For a perspective on the legal issues related to private regulation in the case of the Bangladesh factory collapse, please find this guest post by Caroline Kaeb:
America’s Corporate Shield and Europe’s Enterprise Responsibility
Following the Rana Plaza Disaster
By Caroline Kaeb
The author is Visiting Assistant Professor at Northwestern University School of Law.
On April 24, 2013, the Rana Plaza factory building came crashing down in Dhaka, Bangladesh. More than 1000 garment workers, who stitched garments to supply the stocks of major international brands, were crushed to death. Aside from the usual condolences, how did European and American retailers react? The answer: very differently.
The Rana Plaza factory collapse was a human catastrophe that unleashed a long overdue discussion about the progenies of economic globalization and the responsibilities of multinational corporations. It is often underestimated how deep the differences really are on these fundamental questions between the United States and Europe, both of which are home to thousands of global companies. The regulatory industry responses to this Corporate Social Responsibility challenge on either side of the Atlantic vividly illustrate the division of attitudes.
In the aftermath of the Rana Plaza disaster, Europe’s “Accord on Fire and Building Safety in Bangladesh” (the European Accord) established a legally binding agreement among major retail brands to ensure that safety standards would be implemented in their supplier factories overseas. More than 70 companies, largely from Europe, have joined the agreement.

**Exercise requirements**
In one to three sentences, explain what the European Accord set up after the Rana Plaza collapse and why, according to the guest post. Rely only on the guest post for this.

**Data excerpts**

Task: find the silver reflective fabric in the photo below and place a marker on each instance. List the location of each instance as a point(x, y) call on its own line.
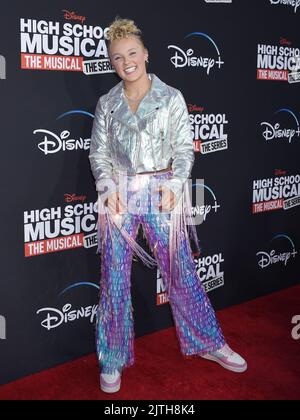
point(156, 136)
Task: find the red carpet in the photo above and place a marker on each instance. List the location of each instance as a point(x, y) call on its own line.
point(260, 330)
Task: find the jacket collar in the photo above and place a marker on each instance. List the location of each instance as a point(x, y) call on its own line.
point(118, 106)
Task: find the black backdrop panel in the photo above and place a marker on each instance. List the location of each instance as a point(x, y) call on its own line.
point(233, 63)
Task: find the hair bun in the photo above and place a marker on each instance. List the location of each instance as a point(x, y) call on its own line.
point(122, 28)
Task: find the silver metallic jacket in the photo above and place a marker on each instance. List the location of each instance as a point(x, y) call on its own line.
point(156, 137)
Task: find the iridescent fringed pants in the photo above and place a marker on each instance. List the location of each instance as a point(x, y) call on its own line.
point(197, 328)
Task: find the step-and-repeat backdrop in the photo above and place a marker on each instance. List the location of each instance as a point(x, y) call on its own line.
point(237, 64)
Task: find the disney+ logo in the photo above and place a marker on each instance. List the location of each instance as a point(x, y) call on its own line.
point(296, 329)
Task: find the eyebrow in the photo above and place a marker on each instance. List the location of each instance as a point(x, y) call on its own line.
point(121, 54)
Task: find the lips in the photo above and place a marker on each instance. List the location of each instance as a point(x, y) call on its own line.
point(130, 70)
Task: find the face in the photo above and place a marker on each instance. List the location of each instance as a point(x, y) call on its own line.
point(128, 57)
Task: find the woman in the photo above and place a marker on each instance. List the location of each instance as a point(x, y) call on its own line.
point(141, 157)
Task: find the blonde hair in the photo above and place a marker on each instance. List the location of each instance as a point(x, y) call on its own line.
point(123, 28)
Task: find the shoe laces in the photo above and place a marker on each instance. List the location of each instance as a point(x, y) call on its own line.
point(226, 351)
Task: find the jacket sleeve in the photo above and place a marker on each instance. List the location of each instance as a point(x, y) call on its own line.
point(182, 144)
point(100, 154)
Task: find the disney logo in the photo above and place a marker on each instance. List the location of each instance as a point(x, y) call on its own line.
point(195, 108)
point(53, 143)
point(55, 317)
point(272, 132)
point(72, 16)
point(295, 3)
point(69, 198)
point(271, 258)
point(183, 59)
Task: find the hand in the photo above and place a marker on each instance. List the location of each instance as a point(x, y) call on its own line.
point(115, 204)
point(168, 199)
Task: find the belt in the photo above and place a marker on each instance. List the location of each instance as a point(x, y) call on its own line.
point(155, 172)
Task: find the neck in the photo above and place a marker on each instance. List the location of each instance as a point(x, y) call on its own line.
point(137, 87)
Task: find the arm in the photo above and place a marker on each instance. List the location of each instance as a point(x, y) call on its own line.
point(100, 154)
point(182, 144)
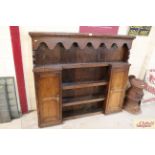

**Task output**
The European Accord set up a legally binding agreement among major retail brands. Its purpose was to ensure that safety standards would be put in place in the brands' supplier factories overseas.